## Goal of the exercise
Write out the passage of the averaging-overflow post between "I'm trying to" and "void Main(string[] args)", inclusive, without changing a character.

## Extracted text
━━━━━━━━━━━━━━━━

Average function without overflow exception

.NET Framework 3.5.
I'm trying to calculate the average of some pretty large numbers.
For instance:
using System;
using System.Linq;
class Program
{
static void Main(string[] args)
{
var items = new long[]
{
long.MaxValue - 100,
long.MaxValue - 200,
long.MaxValue - 300
};
try
{
var avg = items.Average();
Console.WriteLine(avg);
}
catch (OverflowException ex)
{
Console.WriteLine("can't calculate that!");
}
Console.ReadLine();
}
}
Obviously, the mathematical result is 9223372036854775607 (long.MaxValue - 200), but I get an exception there. This is because the implementation (on my machine) to the Average extension method, as inspected by .NET Reflector is:
public static double Average(this IEnumerable<long> source)
{
if (source == null)
{
throw Error.ArgumentNull("source");
}
long num = 0L;
long num2 = 0L;
foreach (long num3 in source)
{
num += num3;
num2 += 1L;
}
if (num2 <= 0L)
{
throw Error.NoElements();
}
return (((double) num) / ((double) num2));
}
I know I can use a BigInt library (yes, I know that it is included in .NET Framework 4.0, but I'm tied to 3.5).

━━━━━━━━━━━━━━━━

## Dataset excerpt

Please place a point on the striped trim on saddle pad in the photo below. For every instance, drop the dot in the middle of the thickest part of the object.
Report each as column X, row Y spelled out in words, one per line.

━━━━━━━━━━━━━━━━

## Result for this exercise
I'm trying to calculate the average of some pretty large numbers.
For instance:
using System;
using System.Linq;
class Program
{
static void Main(string[] args)